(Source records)
--------------------------------------------------
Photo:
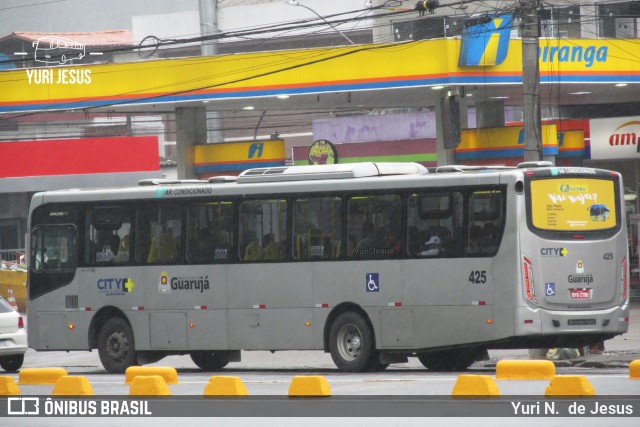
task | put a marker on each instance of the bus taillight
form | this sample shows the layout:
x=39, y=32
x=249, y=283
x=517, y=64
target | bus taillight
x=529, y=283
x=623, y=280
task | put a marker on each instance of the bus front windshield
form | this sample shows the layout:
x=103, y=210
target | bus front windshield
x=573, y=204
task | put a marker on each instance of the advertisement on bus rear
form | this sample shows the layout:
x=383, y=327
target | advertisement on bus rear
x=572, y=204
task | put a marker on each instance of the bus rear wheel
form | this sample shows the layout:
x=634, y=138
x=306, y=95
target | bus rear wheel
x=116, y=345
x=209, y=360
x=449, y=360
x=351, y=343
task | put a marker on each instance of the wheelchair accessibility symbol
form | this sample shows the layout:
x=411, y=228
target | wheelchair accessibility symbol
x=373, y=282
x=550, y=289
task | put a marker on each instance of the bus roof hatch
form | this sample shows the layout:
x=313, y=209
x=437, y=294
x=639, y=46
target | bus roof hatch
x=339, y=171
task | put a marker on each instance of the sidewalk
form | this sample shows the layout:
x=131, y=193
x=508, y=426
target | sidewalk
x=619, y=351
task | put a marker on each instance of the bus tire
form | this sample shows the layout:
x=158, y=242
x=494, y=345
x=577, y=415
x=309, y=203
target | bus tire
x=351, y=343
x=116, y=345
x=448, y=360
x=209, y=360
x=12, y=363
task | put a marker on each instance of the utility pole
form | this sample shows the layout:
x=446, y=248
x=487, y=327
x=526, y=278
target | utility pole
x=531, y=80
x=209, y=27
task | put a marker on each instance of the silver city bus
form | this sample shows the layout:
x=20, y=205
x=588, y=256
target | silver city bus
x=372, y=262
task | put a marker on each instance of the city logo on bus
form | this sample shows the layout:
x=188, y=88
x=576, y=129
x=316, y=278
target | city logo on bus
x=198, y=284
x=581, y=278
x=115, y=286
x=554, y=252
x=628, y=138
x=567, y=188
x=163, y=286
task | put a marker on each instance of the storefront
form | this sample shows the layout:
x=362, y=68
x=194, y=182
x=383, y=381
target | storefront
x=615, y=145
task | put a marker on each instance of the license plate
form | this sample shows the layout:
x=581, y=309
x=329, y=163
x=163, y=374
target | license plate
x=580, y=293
--------------------------------------------------
-- ASSIGNED TASK --
The data above is to be printed exactly, all of it, except for the pictures.

-- OUTPUT FOR THIS TASK --
Photo:
task | put a marker on each instance of the bus taillight
form | this sample shows the layout:
x=39, y=32
x=249, y=283
x=517, y=64
target | bus taillight
x=529, y=283
x=623, y=280
task | put a marker on each instance of the bus front windshield
form | this sample shows the layout:
x=103, y=210
target | bus front windshield
x=573, y=204
task | put a marker on each instance of the advertisement on bus rear
form | this sample shows the layout:
x=383, y=327
target | advertisement on bus rear
x=572, y=204
task | put a marker on each instance of the bus rear wheel
form | this sample shows the layout:
x=634, y=138
x=306, y=95
target | bus rear wheel
x=116, y=345
x=209, y=360
x=449, y=360
x=351, y=343
task | put a marker on each instance of the wheelchair accessibility symbol
form | this sample shows the layout:
x=411, y=228
target | wheelchair accessibility symbol
x=373, y=282
x=550, y=289
task | put a marker on each instance of the bus roof hatch
form | this sample shows the layout:
x=313, y=209
x=437, y=294
x=639, y=46
target | bus roof hatch
x=339, y=171
task | put a marker on each instance of the sidewalk
form | this sample shows the layout:
x=131, y=193
x=508, y=426
target | sidewalk
x=619, y=351
task | put a marker on each instance of the bus tire
form | this sample shows the layout:
x=158, y=242
x=494, y=345
x=577, y=415
x=309, y=203
target | bus tire
x=351, y=343
x=116, y=345
x=448, y=360
x=209, y=360
x=12, y=363
task | put a marker on each instance of the utility pole
form | this sample shows the layout:
x=446, y=248
x=487, y=327
x=526, y=278
target | utility pole
x=531, y=80
x=209, y=27
task | put a marker on each instance of the silver city bus
form | this sample shows the layout:
x=20, y=205
x=588, y=256
target | silver city bus
x=372, y=262
task | put a marker on each instance of the city logo on bus
form | this sample shows the layout:
x=188, y=88
x=576, y=129
x=316, y=278
target | city logo on bus
x=198, y=284
x=581, y=278
x=115, y=286
x=554, y=252
x=628, y=138
x=567, y=188
x=163, y=286
task | put a marker on each instance of the storefront
form | this sample shows the layout:
x=362, y=68
x=194, y=182
x=383, y=381
target | storefront
x=615, y=145
task | put a marker on each instance of the license plate
form | this sample shows the layout:
x=581, y=309
x=329, y=163
x=163, y=374
target | license plate
x=580, y=293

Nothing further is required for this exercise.